To meet this demand, institutions of higher learning are beginning to realize the importance of real-world, performance-based measures like those found in Virtual Reality (VR) environments, where demonstrations of competence are crucial to success. Central to the development of VR assessments is the need for high-fidelity demonstrations of learner aptitudes and competencies that include a significant emphasis on cognitive abilities (i.e., knowing what) and the performance of those abilities (i.e., demonstrating how). Assessment fidelity describes the reality of function and how closely the environment imitates the real-life counterpart. The most significant advantage of this testing mode is the real-world relevance that can be incorporated into the assessment, and technological innovations continue to expand these opportunities.
Competency-based skills education follows a system of assessing needs, designing processes, developing materials, and evaluating them against specific learning outcomes. Within this context, learning is no longer viewed as transmitting knowledge from instructor to student (e.g., sitting passively, listening to a lecture, taking notes, and applying concepts) but as an active process acquired through various instructional and media types. Compared to traditional instructor-led methods, research shows that competency-based skills are improved when technology integrates learning into the educational experience rather than being delivered in a compartmentalized fashion (Ford & Gopher, 2015; Hoogveld, 2003; Van Merrienboer & Kirschner, 2013; Merrill, 2002). As a result, students' capacity to develop a particular domain's competency and then transfer that information to learning outcomes improves (Gyll & Hayes, in press).
Some have suggested that skills development as a first step to acquiring competency can be better taught with high-fidelity VR simulation because VR allows for a more active and immersive learning experience (Kyaw et al., 2019; Birrenbach et al., 2021). For example, VR is often used in medical education for developing skills of varying complexity, ranging from simple nursing skills to laparoscopic/endoscopic/endovascular skills (Pantelidis et al., 2017; Khan et al., 2019) or complex surgical skills (Hooper et al., 2019; Grantcharov, 2008). Additionally, VR simulation using head-mounted devices (HMDs) offers a multisensory, 3-D, fully immersive experience. Through immersion, sense of presence, and interaction with the virtual environment in a real-time and realistic manner, VR simulation can create emotional experiences that facilitate experiential learning, exceeding other 2-D learning modalities (Babini et al., 2020). However, while these studies have demonstrated the utility of VR simulation as a teaching tool, scant literature exists on its utility as an assessment instrument. Furthermore, fewer studies exist on meaningful development guidelines to aid assessment professionals in the development process.

########################################

ASSIGNED TASK: In the extract on virtual reality assessment, what does assessment fidelity describe?

########################################

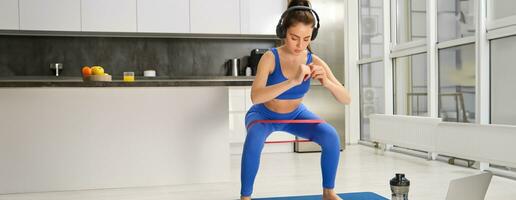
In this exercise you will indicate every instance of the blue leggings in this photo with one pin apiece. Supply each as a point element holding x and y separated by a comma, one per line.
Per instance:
<point>323,134</point>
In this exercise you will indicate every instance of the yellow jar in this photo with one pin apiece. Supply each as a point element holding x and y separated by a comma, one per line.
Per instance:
<point>128,76</point>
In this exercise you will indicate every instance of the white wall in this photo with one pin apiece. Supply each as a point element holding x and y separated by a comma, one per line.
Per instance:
<point>54,139</point>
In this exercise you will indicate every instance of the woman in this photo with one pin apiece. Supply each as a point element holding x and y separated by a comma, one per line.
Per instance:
<point>282,78</point>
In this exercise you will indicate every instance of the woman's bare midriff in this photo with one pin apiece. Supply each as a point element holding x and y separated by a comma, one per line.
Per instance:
<point>283,106</point>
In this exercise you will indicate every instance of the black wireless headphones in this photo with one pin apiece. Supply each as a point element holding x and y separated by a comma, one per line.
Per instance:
<point>281,30</point>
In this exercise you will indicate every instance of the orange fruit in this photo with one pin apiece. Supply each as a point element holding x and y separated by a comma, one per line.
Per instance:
<point>86,71</point>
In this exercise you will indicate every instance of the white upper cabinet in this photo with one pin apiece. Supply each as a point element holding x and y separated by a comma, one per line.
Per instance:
<point>109,15</point>
<point>260,17</point>
<point>53,15</point>
<point>215,16</point>
<point>9,15</point>
<point>164,16</point>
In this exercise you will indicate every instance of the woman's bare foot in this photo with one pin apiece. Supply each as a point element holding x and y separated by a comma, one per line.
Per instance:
<point>329,194</point>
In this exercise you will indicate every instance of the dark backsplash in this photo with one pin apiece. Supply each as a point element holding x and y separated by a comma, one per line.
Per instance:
<point>32,55</point>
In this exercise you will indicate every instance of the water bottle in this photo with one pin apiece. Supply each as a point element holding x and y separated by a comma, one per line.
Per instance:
<point>399,187</point>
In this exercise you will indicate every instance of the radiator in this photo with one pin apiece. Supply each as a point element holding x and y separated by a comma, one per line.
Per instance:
<point>494,144</point>
<point>487,143</point>
<point>406,131</point>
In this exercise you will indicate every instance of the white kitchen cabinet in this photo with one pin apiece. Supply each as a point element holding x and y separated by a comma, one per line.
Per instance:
<point>163,16</point>
<point>9,15</point>
<point>51,15</point>
<point>218,17</point>
<point>261,17</point>
<point>108,16</point>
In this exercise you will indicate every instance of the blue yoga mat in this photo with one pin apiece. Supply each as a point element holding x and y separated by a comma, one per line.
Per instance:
<point>345,196</point>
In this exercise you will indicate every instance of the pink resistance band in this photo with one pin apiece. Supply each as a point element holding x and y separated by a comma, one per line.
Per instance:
<point>293,121</point>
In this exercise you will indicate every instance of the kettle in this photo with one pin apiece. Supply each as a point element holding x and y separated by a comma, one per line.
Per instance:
<point>233,67</point>
<point>399,187</point>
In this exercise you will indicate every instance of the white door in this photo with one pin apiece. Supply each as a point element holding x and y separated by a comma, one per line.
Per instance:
<point>261,17</point>
<point>9,14</point>
<point>109,15</point>
<point>210,16</point>
<point>53,15</point>
<point>164,16</point>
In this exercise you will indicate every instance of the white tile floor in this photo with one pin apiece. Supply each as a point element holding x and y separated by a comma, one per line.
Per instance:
<point>361,169</point>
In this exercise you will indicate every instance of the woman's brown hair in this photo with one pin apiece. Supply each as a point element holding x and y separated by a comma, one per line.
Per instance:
<point>299,16</point>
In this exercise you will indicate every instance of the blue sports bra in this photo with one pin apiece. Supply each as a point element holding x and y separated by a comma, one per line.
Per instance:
<point>277,76</point>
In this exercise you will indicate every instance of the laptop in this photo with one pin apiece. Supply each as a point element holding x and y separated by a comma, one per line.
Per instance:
<point>470,188</point>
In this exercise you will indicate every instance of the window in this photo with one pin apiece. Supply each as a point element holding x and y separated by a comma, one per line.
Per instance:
<point>503,80</point>
<point>372,98</point>
<point>411,20</point>
<point>455,19</point>
<point>457,80</point>
<point>410,85</point>
<point>499,9</point>
<point>371,28</point>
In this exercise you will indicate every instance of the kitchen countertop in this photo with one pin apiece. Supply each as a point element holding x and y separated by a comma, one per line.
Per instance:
<point>161,81</point>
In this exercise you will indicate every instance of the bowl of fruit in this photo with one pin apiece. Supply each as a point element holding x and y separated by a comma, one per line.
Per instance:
<point>95,73</point>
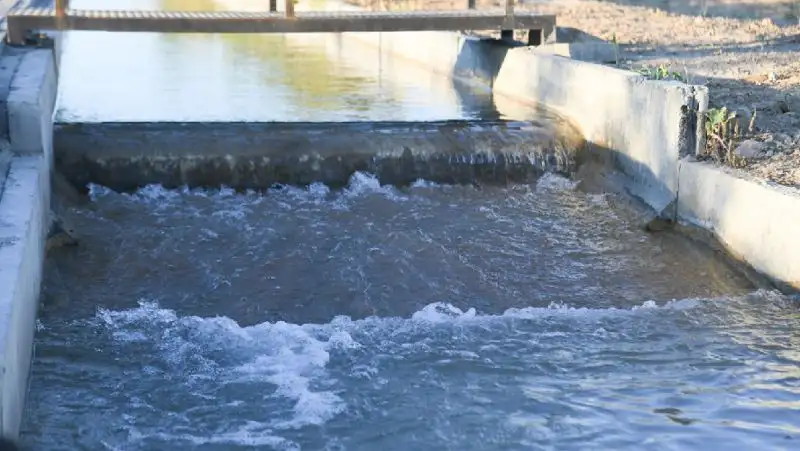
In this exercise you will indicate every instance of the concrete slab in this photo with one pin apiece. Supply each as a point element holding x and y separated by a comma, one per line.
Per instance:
<point>23,211</point>
<point>126,156</point>
<point>755,221</point>
<point>24,221</point>
<point>31,102</point>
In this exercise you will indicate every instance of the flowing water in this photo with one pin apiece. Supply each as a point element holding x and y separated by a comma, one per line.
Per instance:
<point>133,77</point>
<point>430,317</point>
<point>372,317</point>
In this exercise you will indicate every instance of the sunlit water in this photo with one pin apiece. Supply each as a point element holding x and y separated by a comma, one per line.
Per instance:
<point>426,318</point>
<point>432,317</point>
<point>246,77</point>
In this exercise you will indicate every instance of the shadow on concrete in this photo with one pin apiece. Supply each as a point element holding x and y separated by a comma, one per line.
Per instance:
<point>598,173</point>
<point>127,156</point>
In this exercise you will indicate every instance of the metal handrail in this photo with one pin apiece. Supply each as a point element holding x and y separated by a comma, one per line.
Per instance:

########################################

ANSWER TO THE EXERCISE: The reality of function and how closely the environment imitates the real-life counterpart.